**Written request:** Reproduce the listing below word for word, including every line of text, but leave out the pictures.

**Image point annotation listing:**

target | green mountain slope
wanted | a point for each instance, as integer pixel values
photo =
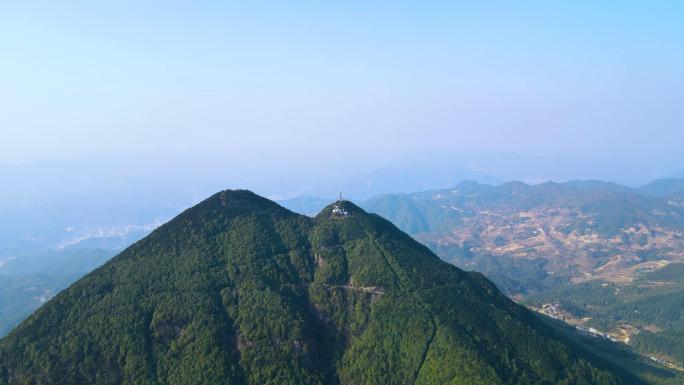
(528, 237)
(239, 290)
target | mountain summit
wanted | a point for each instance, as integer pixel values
(238, 290)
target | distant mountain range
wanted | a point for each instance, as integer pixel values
(564, 244)
(240, 290)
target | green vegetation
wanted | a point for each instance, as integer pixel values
(653, 302)
(27, 282)
(239, 290)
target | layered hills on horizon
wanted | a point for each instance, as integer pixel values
(241, 290)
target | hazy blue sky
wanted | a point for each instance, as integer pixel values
(532, 77)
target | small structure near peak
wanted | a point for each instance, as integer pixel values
(338, 210)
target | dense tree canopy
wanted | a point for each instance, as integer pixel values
(238, 290)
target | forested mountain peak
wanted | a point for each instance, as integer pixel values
(239, 290)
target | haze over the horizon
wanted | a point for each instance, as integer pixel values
(582, 79)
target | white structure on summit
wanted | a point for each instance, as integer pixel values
(338, 210)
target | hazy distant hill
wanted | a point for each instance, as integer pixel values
(532, 235)
(593, 248)
(664, 187)
(240, 290)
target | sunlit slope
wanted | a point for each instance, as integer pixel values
(239, 290)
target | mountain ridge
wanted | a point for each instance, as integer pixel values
(238, 289)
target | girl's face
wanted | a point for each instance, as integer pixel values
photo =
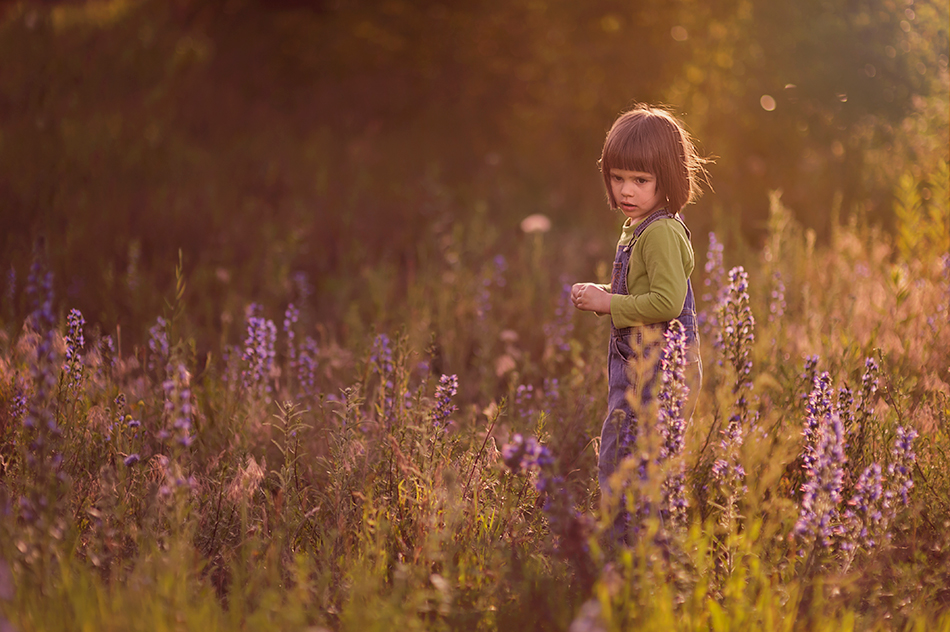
(635, 192)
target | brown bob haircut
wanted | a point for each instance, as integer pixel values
(651, 140)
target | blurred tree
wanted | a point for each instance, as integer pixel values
(268, 137)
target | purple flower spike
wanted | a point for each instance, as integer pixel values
(444, 392)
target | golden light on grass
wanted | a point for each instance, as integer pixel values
(536, 223)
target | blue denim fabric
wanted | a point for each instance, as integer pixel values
(624, 372)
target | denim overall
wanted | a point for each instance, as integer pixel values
(618, 435)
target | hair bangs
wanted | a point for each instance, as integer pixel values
(631, 151)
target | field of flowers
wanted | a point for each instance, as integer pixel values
(429, 462)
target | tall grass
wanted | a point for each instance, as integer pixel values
(430, 463)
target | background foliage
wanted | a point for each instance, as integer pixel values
(262, 138)
(290, 225)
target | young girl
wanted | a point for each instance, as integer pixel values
(651, 171)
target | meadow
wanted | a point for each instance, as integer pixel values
(429, 462)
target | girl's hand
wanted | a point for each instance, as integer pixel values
(590, 298)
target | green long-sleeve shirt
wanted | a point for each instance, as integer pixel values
(661, 261)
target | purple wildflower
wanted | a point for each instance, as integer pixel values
(817, 410)
(73, 367)
(259, 352)
(671, 398)
(158, 344)
(444, 392)
(824, 481)
(291, 315)
(307, 365)
(178, 405)
(737, 327)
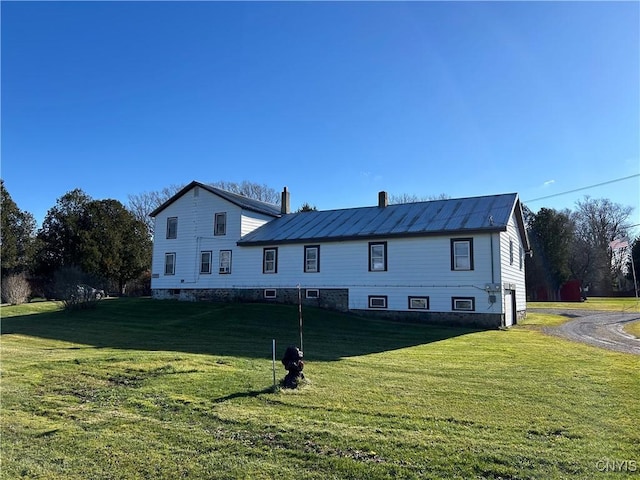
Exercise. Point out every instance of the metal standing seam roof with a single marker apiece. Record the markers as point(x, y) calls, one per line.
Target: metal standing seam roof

**Task response:**
target | green mountain slope
wanted | a point for each instance, as integer pixel values
photo =
(528, 237)
(239, 290)
target | mountain summit
wanted | a point for each instance, as integer pixel values
(238, 290)
target | distant mountain range
wanted | a point for each instance, as integer pixel values
(564, 244)
(240, 290)
target | green vegetation
wanted | a point for each instance, as integer pixel values
(653, 302)
(27, 282)
(239, 290)
target | layered hills on horizon
wanted | a point for each instance, as integer pixel values
(241, 290)
target | hazy blue sky
wanted | a point for each instance, as integer pixel values
(532, 77)
target | small structure near peak
wanted | a point for each instance, as integer pixel values
(338, 210)
target | dense tree canopy
wanted | a point for each instance, as integer pixel values
(238, 290)
target | forested mountain peak
wanted | a point for each instance, as integer pixel values
(239, 290)
target | haze over the horizon
wanted | a point for each instance, as integer pixel values
(582, 79)
target | white structure on summit
wanted | a point for each instance, as integer pixel values
(338, 210)
target | hazy distant hill
wanted | a point for each instance, as integer pixel values
(532, 235)
(593, 248)
(664, 187)
(240, 290)
target | sunlit slope
wanted | a point for each instance, as integer pixel values
(239, 290)
target | mountain ridge
wanted | a point for each instance, as integer pixel values
(238, 289)
target | girl's face
wanted | a point for each instance, as integer pixel values
photo =
(635, 192)
target | brown bob haircut
wanted | a point for each instance, as integer pixel values
(651, 140)
target | blurred tree
wanted | a point for each instance, as integer pixel values
(268, 137)
target | purple flower spike
wanted | a point for each instance, as integer pixel values
(444, 392)
target | golden light on grass
wanted | a point for each instance, as integer pixel values
(536, 223)
target | blue denim fabric
wanted | a point for each instance, as integer pixel values
(624, 372)
target | denim overall
wanted | a point for each instance, as integer pixel values
(618, 435)
target | hair bangs
wanted | a point for each instance, as integer pixel values
(631, 151)
target | field of flowers
wanted | a point for each instance, as integer pixel values
(429, 462)
target | tall grass
wanted | a point for each instance, as integer pixel values
(430, 463)
target | background foliage
wanted | a point for each instance, as integer pixel values
(262, 138)
(290, 225)
target | young girl
wanted | a point for each instance, as integer pixel values
(651, 171)
target | meadow
wanted | a point for each instance, as integer pixel values
(429, 462)
target | girl's hand
wanted | a point for each instance, as integer pixel values
(590, 298)
target | green long-sleeve shirt
wanted | a point for each instance, as integer pixel values
(661, 261)
target | purple wildflower
wanted | a point for each instance, as integer pixel values
(817, 410)
(73, 367)
(259, 352)
(671, 398)
(158, 344)
(444, 392)
(824, 481)
(291, 315)
(307, 365)
(178, 405)
(737, 327)
Exercise. Point out every instance of the metal standing seam roof with a single marker apiece. Record the markers as point(x, y) calls, one per line.
Target: metal standing seam roof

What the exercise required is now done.